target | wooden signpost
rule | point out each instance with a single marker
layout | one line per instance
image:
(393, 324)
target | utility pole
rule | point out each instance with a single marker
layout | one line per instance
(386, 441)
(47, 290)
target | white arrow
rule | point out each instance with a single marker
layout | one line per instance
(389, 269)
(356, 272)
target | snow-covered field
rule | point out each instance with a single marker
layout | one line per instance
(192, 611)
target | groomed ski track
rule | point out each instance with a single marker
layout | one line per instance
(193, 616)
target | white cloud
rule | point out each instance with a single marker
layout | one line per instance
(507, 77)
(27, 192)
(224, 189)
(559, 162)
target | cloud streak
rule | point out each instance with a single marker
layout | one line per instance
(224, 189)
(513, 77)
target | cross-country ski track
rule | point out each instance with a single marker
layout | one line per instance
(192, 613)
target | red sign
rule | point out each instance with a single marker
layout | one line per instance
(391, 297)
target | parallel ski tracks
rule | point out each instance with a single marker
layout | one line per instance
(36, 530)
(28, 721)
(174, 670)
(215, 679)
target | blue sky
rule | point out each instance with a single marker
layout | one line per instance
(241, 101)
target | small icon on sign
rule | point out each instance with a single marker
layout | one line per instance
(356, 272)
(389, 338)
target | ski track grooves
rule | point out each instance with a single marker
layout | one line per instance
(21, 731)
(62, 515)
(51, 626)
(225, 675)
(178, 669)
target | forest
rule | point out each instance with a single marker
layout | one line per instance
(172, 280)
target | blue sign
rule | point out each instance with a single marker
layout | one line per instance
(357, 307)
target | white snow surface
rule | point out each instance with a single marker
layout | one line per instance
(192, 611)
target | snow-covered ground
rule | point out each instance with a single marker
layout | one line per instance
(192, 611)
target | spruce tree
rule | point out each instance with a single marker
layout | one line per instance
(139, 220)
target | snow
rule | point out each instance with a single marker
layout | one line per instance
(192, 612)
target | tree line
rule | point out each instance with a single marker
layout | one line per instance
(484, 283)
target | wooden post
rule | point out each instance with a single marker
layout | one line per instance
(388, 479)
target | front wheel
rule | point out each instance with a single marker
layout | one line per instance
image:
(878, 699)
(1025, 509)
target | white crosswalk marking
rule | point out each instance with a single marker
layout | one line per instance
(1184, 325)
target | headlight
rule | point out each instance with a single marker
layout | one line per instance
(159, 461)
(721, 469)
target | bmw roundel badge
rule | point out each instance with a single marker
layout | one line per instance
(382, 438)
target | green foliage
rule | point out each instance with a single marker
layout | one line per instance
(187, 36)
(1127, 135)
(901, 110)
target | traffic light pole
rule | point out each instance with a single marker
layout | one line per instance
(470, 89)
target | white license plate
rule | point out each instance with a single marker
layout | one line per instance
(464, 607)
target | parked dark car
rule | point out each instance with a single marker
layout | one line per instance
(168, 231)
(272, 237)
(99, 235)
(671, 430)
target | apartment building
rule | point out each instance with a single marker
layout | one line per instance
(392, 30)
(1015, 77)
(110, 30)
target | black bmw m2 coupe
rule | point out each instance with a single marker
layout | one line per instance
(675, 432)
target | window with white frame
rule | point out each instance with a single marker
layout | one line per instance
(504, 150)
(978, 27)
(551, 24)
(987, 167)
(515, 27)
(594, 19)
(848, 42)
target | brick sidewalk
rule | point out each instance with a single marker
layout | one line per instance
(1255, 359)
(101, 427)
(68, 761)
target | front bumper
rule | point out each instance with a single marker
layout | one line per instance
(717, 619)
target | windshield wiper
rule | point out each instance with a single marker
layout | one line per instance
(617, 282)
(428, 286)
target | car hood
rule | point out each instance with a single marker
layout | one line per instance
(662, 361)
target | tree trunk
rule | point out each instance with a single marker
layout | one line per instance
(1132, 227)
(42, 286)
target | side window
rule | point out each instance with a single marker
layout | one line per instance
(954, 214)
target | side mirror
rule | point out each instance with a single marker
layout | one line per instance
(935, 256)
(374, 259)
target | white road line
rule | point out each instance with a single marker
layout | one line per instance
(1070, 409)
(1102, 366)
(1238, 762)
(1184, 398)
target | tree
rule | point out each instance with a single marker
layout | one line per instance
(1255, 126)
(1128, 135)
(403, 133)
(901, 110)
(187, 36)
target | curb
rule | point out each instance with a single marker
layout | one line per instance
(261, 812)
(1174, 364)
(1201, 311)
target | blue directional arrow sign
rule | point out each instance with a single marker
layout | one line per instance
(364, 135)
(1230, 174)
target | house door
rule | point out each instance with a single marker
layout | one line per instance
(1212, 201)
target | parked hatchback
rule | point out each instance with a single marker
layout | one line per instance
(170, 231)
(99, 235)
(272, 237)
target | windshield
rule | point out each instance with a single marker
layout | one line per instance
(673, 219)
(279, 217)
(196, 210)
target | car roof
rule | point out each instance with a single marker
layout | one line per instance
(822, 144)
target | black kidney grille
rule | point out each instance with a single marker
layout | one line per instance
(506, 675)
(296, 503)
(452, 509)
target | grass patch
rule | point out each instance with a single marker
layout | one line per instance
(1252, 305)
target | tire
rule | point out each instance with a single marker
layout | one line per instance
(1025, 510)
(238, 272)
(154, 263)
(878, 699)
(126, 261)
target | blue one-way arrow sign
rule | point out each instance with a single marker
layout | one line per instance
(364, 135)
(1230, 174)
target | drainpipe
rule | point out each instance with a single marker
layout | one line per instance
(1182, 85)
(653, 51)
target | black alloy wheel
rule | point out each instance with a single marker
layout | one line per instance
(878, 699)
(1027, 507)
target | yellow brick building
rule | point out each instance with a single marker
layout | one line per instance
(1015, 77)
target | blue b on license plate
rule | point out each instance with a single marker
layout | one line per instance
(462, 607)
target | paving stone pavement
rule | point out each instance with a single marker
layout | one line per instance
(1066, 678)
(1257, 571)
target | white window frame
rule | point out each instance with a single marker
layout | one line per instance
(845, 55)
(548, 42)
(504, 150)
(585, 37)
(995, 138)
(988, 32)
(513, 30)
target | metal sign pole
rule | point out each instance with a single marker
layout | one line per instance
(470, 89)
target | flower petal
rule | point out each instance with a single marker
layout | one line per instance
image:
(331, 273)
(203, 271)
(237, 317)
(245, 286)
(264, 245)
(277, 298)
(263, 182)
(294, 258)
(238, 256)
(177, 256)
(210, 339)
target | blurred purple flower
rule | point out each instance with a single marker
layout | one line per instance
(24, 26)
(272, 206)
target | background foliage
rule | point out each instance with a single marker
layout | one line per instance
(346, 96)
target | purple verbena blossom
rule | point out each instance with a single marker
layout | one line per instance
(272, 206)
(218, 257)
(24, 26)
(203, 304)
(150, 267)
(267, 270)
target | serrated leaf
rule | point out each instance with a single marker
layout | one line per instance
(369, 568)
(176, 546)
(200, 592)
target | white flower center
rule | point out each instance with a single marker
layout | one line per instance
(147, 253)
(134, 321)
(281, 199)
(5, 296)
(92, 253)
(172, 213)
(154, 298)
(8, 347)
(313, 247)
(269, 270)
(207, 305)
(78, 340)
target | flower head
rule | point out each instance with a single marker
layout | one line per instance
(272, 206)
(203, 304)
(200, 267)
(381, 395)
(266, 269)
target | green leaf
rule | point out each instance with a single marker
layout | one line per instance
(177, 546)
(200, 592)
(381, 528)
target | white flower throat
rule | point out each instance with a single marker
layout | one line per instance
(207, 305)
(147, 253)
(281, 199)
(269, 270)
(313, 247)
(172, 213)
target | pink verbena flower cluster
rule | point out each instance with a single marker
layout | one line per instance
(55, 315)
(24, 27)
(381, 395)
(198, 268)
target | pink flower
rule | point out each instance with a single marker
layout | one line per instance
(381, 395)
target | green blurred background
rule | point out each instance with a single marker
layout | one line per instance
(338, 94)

----------------------------------------

**Task brief**
Write out once more the lines above beginning at the line with "target | white flower center"; continue through the final line and stop there.

**Task result**
target | white flower center
rule | point out each instance with a single marker
layout | one line per instance
(147, 253)
(134, 321)
(281, 199)
(5, 296)
(92, 253)
(172, 213)
(154, 298)
(8, 347)
(313, 247)
(269, 270)
(207, 305)
(78, 340)
target | flower head
rule | point out each instance with a single marker
layout | one line per instance
(272, 206)
(203, 304)
(200, 267)
(381, 395)
(266, 269)
target | green leaf
rule | point out each instance with a single marker
layout | one line per instance
(177, 546)
(200, 592)
(381, 528)
target | white flower throat
rule | point out each instance with a single marker
layout | one line per instance
(207, 305)
(147, 253)
(281, 199)
(269, 270)
(313, 247)
(172, 213)
target | pink verbena flower cluster
rule | point out each instance with a single marker
layout | one line per instance
(55, 315)
(24, 27)
(381, 395)
(198, 268)
target | pink flower
rule | point out each instance with a single marker
layout | one line per instance
(381, 395)
target | green blurred background
rule | point out each instance with a single marker
layout | one line per instance
(338, 94)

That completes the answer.